--- Vorliegender Auszug ---

„Alt sind nur die anderen!“

Unter diesem generationstypischen Titel ist im aktuellen SPIEGEL (Nr. 35) ab Seite 106 ein wunderbares Doppelinterview mit dem Altersforscher Hartmut Radebold und seiner Frau Hildegard veröffentlicht. Da es sich einer kurzen Zusammenstellung entzieht, kann ich nur für das selbst Lesen werben! Einen kleinen Eindruck bekommt man auch in der digitalen Ausgabe.

Das Altern stoppen?

Unwillkürlich,  ja automatisch bewegt man sich in eine Grauzone hinein, sobald man darüber nachdenkt, ob und wie man den eigenen Alterungsprozess verlangsamen, anhalten oder gar zurückdrehen kann. Bewegung, Ernährung, innere Einstellung: an den drei Hebeln kann man guten Gewissens zum eigenen Vorteil zu drehen versuchen. Und wie sieht es mit medizinischer Unterstützung aus? Hier ein wenig Botox in die Lippen, dort ein wenig Fett absaugen, hier eine Hormonkur: wo liegen die Grenzen? Jüngst hat eine Untersuchung ergeben, dass die so genannten Anti-Faltencremes allesamt – egal ob für drei Euronen beim Discounter oder für 300 in Paris erstanden wurden –  ihre Versprechen nicht halten können. Schade, aber es gibt ja immer mehr Mediziner, die es den Wunderheilern, Quacksalbern, Demiurgen oder Allchemisten früherer Zeiten nachmachen und dem Alter nachhaltige Schnippchen schlagen bzw. spritzen, schneiden oder injizieren wollen. Ein Beispiel? Bitte sehr, klicken Sie mal hier. Diese Angebote nehmen zu. Der nachfragende Markt wahrscheinlich auch. Aber der Tod ist uns gewiß. Vielleicht lernen wir ihn leichter zu nehmen, wenn wir selbstbewusst sein Kommen erwarten und nicht wegzulaufen versuchen. Er hot uns ja doch ein. Benjamin Button bleibt eine Hollywoodfabel. Am Ende hat es bei allem medizinischen Fortschritt wohl vor allem mit dem je eigenen Verständnis von Würde zu tun, was wir medizinisch mit uns machen lassen.

Den Tod mit denken

Oder vielleicht besser: nicht die Todesgewissheit leugnen! Gerade kurz nach einer Trauerfeier eines guten Bekannten geht mir durch den Kopf, dass es bei der Gestaltung – „Bewältigung“ klingt mir zu affektiert – des Alters der Einbezug des Todes nicht fehlen darf. Er kommt in jedem Fall. Oft früher als erwartet. Auch wenn man – wie im heutigen Fall – schlank, bis vor kurzem gesund, Vegetarier und mit einer intakten Familie beschenkt ist, kann er, z.B. im Gewand des Bauchspeicheldrüsenkrebses, an die Tür klopfen.

--- Bereitgestellte Daten ---

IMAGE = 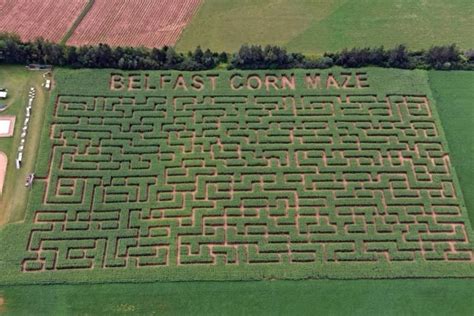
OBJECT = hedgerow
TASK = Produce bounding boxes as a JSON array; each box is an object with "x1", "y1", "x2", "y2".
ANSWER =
[{"x1": 0, "y1": 33, "x2": 474, "y2": 71}]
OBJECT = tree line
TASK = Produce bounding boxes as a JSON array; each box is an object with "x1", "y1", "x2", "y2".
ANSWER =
[{"x1": 0, "y1": 33, "x2": 474, "y2": 71}]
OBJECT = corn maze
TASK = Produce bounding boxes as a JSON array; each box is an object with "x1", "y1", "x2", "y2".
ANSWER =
[{"x1": 17, "y1": 69, "x2": 473, "y2": 274}]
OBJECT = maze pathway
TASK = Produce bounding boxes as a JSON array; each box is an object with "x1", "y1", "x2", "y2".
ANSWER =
[{"x1": 21, "y1": 83, "x2": 473, "y2": 272}]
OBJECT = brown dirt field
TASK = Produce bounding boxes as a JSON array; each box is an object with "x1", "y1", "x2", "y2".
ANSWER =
[
  {"x1": 0, "y1": 0, "x2": 87, "y2": 42},
  {"x1": 67, "y1": 0, "x2": 201, "y2": 47},
  {"x1": 0, "y1": 151, "x2": 8, "y2": 194}
]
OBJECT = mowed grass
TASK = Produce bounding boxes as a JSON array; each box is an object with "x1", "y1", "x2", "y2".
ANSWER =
[
  {"x1": 429, "y1": 71, "x2": 474, "y2": 224},
  {"x1": 177, "y1": 0, "x2": 474, "y2": 54},
  {"x1": 0, "y1": 280, "x2": 474, "y2": 315},
  {"x1": 0, "y1": 66, "x2": 49, "y2": 226}
]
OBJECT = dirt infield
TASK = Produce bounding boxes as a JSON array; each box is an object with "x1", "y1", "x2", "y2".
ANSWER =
[
  {"x1": 0, "y1": 151, "x2": 8, "y2": 194},
  {"x1": 68, "y1": 0, "x2": 201, "y2": 47},
  {"x1": 0, "y1": 0, "x2": 87, "y2": 42},
  {"x1": 0, "y1": 115, "x2": 16, "y2": 137}
]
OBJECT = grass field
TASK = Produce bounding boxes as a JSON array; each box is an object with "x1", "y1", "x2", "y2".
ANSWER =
[
  {"x1": 0, "y1": 68, "x2": 473, "y2": 284},
  {"x1": 0, "y1": 66, "x2": 474, "y2": 315},
  {"x1": 429, "y1": 71, "x2": 474, "y2": 224},
  {"x1": 0, "y1": 66, "x2": 49, "y2": 226},
  {"x1": 177, "y1": 0, "x2": 474, "y2": 54},
  {"x1": 0, "y1": 280, "x2": 474, "y2": 315}
]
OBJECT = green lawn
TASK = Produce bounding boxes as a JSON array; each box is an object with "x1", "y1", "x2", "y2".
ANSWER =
[
  {"x1": 177, "y1": 0, "x2": 474, "y2": 54},
  {"x1": 0, "y1": 280, "x2": 474, "y2": 315},
  {"x1": 429, "y1": 71, "x2": 474, "y2": 224},
  {"x1": 0, "y1": 66, "x2": 49, "y2": 226}
]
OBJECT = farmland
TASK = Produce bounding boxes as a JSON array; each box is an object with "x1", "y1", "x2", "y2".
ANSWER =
[
  {"x1": 2, "y1": 68, "x2": 473, "y2": 283},
  {"x1": 0, "y1": 0, "x2": 87, "y2": 42},
  {"x1": 177, "y1": 0, "x2": 474, "y2": 54},
  {"x1": 0, "y1": 66, "x2": 49, "y2": 226},
  {"x1": 67, "y1": 0, "x2": 201, "y2": 47}
]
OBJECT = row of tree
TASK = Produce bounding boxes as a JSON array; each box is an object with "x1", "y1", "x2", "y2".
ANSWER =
[{"x1": 0, "y1": 33, "x2": 474, "y2": 70}]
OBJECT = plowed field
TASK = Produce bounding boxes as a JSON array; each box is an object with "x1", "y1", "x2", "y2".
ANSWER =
[
  {"x1": 0, "y1": 0, "x2": 87, "y2": 42},
  {"x1": 68, "y1": 0, "x2": 201, "y2": 47}
]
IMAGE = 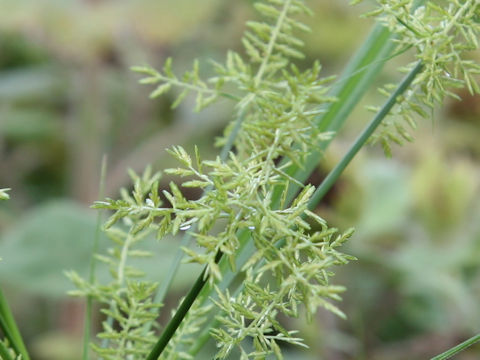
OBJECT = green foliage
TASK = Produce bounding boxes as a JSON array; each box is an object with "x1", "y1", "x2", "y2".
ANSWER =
[
  {"x1": 67, "y1": 169, "x2": 161, "y2": 360},
  {"x1": 62, "y1": 0, "x2": 479, "y2": 360},
  {"x1": 367, "y1": 0, "x2": 480, "y2": 154},
  {"x1": 0, "y1": 188, "x2": 10, "y2": 200}
]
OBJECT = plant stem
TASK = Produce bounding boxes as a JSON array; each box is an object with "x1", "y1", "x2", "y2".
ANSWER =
[
  {"x1": 309, "y1": 61, "x2": 423, "y2": 210},
  {"x1": 0, "y1": 289, "x2": 30, "y2": 360},
  {"x1": 82, "y1": 155, "x2": 107, "y2": 360},
  {"x1": 430, "y1": 334, "x2": 480, "y2": 360},
  {"x1": 155, "y1": 104, "x2": 248, "y2": 303},
  {"x1": 145, "y1": 252, "x2": 223, "y2": 360},
  {"x1": 189, "y1": 62, "x2": 422, "y2": 360}
]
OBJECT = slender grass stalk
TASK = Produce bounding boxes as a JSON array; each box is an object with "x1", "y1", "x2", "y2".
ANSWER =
[
  {"x1": 82, "y1": 155, "x2": 107, "y2": 360},
  {"x1": 0, "y1": 289, "x2": 30, "y2": 360},
  {"x1": 145, "y1": 253, "x2": 223, "y2": 360},
  {"x1": 0, "y1": 341, "x2": 13, "y2": 360},
  {"x1": 147, "y1": 62, "x2": 422, "y2": 360},
  {"x1": 309, "y1": 61, "x2": 423, "y2": 209},
  {"x1": 189, "y1": 62, "x2": 422, "y2": 355},
  {"x1": 155, "y1": 104, "x2": 248, "y2": 303},
  {"x1": 431, "y1": 334, "x2": 480, "y2": 360}
]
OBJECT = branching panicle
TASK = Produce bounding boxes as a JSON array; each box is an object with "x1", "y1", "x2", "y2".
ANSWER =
[
  {"x1": 69, "y1": 0, "x2": 480, "y2": 360},
  {"x1": 354, "y1": 0, "x2": 480, "y2": 154}
]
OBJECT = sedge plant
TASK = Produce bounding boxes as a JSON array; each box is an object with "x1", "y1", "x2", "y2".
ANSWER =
[{"x1": 0, "y1": 0, "x2": 480, "y2": 360}]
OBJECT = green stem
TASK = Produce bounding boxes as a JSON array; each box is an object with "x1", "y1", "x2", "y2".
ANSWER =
[
  {"x1": 0, "y1": 289, "x2": 30, "y2": 360},
  {"x1": 82, "y1": 155, "x2": 107, "y2": 360},
  {"x1": 146, "y1": 252, "x2": 223, "y2": 360},
  {"x1": 430, "y1": 334, "x2": 480, "y2": 360},
  {"x1": 155, "y1": 104, "x2": 248, "y2": 310},
  {"x1": 0, "y1": 341, "x2": 13, "y2": 360},
  {"x1": 309, "y1": 61, "x2": 423, "y2": 209},
  {"x1": 189, "y1": 62, "x2": 422, "y2": 355}
]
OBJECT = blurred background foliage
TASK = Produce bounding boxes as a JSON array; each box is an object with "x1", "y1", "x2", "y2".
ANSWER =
[{"x1": 0, "y1": 0, "x2": 480, "y2": 360}]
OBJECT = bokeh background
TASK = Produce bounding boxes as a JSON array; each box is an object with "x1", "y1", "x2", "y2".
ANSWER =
[{"x1": 0, "y1": 0, "x2": 480, "y2": 360}]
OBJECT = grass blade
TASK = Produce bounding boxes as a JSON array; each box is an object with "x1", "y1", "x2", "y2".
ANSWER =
[
  {"x1": 431, "y1": 334, "x2": 480, "y2": 360},
  {"x1": 0, "y1": 289, "x2": 30, "y2": 360}
]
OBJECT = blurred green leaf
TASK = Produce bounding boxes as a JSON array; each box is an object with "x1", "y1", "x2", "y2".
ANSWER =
[
  {"x1": 357, "y1": 159, "x2": 411, "y2": 237},
  {"x1": 0, "y1": 109, "x2": 61, "y2": 141},
  {"x1": 0, "y1": 200, "x2": 198, "y2": 297},
  {"x1": 0, "y1": 67, "x2": 58, "y2": 101}
]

---

Bitte schreiben Sie den Auszug über das Altern von „Unter diesem generationstypischen“ bis einschließlich „der digitalen Ausgabe.“ erneut ab und ersetzen Sie dabei „Doppelinterview“ durch „Gespräch“. Die Daten stammen aus einer anderen Quelle.

Fertige Antwort »
Unter diesem generationstypischen Titel ist im aktuellen SPIEGEL (Nr. 35) ab Seite 106 ein wunderbares Gespräch mit dem Altersforscher Hartmut Radebold und seiner Frau Hildegard veröffentlicht. Da es sich einer kurzen Zusammenstellung entzieht, kann ich nur für das selbst Lesen werben! Einen kleinen Eindruck bekommt man auch in der digitalen Ausgabe.